WHAT IS BEING ASKED:
Go from the first of the lines down through the one containing "x=153, y=239", switch every "balcony railing" to "porch railing", and change nothing else. Leave the pictures out of the answer.

THE DATA:

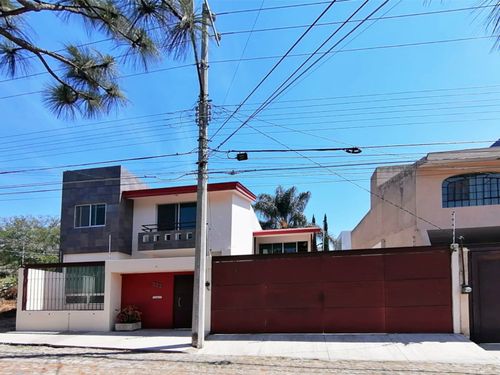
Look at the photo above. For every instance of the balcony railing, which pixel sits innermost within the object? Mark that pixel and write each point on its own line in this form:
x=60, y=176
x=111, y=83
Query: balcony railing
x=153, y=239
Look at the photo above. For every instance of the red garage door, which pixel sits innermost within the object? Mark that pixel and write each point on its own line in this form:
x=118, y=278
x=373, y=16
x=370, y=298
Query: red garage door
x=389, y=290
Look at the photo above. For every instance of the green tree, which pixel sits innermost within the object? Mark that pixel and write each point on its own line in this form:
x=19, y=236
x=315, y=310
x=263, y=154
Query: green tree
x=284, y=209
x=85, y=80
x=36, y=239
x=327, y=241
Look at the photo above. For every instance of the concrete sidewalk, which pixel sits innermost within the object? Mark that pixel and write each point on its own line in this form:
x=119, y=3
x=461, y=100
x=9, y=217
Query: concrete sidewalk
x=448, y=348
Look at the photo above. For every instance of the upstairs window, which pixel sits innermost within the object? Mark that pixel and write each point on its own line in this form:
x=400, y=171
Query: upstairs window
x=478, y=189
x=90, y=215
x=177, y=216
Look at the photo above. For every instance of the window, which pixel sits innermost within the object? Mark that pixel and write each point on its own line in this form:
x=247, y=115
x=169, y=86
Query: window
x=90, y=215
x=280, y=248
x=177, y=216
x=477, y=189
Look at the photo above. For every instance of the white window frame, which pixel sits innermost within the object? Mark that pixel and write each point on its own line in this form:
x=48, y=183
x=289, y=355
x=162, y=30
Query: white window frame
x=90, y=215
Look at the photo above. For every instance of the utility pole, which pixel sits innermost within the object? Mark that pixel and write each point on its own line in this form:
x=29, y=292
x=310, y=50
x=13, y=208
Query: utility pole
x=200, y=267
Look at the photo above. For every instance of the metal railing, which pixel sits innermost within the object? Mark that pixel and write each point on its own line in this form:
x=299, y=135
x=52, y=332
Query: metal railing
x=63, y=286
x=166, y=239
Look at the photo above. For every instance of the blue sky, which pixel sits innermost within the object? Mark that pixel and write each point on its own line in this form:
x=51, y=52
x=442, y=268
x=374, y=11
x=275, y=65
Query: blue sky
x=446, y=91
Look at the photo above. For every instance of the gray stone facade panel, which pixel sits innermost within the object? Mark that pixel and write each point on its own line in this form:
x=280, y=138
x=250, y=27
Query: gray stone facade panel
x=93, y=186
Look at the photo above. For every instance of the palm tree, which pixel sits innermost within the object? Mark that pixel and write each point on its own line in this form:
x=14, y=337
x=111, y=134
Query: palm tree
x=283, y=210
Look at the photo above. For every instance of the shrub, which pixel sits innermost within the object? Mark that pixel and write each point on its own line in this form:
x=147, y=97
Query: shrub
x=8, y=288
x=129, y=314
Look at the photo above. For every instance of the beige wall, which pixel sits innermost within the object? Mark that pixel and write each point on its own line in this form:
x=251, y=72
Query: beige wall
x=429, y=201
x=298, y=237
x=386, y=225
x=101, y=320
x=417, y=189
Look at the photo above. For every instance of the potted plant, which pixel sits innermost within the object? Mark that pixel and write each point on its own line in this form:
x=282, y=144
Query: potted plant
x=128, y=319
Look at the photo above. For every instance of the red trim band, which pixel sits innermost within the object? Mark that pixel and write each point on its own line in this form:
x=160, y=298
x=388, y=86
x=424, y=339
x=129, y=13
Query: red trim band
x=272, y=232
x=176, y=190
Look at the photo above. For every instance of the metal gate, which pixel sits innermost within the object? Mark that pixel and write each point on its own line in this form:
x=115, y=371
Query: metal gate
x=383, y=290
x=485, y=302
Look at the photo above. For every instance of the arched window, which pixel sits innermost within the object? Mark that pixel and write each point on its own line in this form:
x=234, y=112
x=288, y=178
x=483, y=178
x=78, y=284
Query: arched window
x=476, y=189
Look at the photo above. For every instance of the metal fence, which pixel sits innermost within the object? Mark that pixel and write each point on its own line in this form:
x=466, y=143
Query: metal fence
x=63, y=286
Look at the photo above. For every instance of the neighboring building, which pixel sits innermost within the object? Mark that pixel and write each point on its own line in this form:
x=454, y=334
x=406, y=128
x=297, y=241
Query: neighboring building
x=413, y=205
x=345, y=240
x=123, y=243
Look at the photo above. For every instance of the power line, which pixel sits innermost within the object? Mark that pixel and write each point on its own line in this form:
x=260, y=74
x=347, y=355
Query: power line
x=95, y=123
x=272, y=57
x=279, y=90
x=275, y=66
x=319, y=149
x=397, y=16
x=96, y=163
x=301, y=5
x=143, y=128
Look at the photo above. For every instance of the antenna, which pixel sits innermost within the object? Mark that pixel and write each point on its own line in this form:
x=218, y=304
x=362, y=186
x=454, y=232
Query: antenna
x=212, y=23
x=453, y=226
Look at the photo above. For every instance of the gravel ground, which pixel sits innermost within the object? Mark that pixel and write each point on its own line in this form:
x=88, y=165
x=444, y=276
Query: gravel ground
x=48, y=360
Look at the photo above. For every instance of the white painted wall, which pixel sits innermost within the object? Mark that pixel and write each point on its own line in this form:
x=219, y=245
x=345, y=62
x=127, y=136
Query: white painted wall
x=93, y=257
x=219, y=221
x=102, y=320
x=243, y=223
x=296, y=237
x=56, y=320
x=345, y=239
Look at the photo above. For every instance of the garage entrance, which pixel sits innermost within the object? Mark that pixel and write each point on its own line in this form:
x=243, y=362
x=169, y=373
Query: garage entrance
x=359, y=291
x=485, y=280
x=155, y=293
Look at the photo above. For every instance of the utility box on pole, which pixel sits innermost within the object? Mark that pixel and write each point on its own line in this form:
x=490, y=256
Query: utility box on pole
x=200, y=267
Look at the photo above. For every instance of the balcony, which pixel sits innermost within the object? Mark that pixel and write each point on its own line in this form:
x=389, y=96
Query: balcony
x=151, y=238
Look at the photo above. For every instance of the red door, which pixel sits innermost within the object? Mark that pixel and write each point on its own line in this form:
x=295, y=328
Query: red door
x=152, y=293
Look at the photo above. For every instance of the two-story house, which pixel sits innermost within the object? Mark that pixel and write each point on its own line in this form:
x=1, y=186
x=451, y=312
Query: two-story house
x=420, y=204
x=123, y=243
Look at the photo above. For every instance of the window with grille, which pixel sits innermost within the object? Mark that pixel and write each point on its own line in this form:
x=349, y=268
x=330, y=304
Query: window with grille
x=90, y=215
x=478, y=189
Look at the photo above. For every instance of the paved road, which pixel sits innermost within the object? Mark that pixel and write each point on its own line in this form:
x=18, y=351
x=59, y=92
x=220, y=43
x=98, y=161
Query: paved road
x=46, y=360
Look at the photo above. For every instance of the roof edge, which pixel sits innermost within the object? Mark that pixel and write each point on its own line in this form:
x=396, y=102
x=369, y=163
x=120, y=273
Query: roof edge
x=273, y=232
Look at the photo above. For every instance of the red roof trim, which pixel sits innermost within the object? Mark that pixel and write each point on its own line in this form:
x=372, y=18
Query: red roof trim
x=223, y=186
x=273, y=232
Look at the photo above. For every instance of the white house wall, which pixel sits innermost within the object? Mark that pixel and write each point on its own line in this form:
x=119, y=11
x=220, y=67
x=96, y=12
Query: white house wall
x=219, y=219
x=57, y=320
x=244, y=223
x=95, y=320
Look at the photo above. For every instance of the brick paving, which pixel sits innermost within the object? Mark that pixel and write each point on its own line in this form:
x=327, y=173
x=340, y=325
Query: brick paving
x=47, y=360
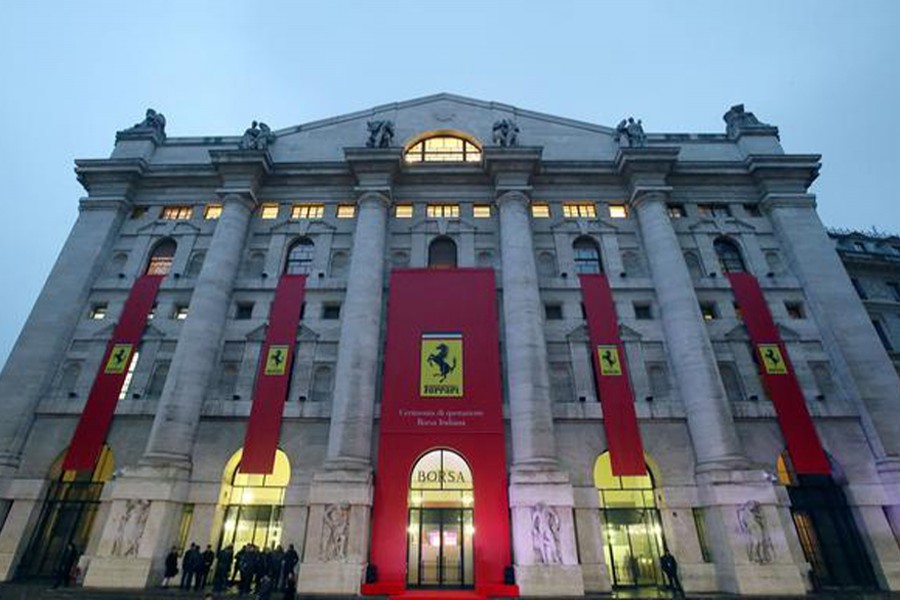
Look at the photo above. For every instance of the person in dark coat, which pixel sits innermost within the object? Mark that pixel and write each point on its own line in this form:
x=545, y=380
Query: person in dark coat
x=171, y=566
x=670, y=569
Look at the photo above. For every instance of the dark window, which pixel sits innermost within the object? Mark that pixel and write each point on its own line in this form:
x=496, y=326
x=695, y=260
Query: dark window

EXPECTED ANSWER:
Look at the photo above. For every instance of the porch railing, which pixel sits innermost within the object? Mark that pixel and write each point on its own line in this form:
x=60, y=176
x=111, y=83
Query: porch railing
x=153, y=239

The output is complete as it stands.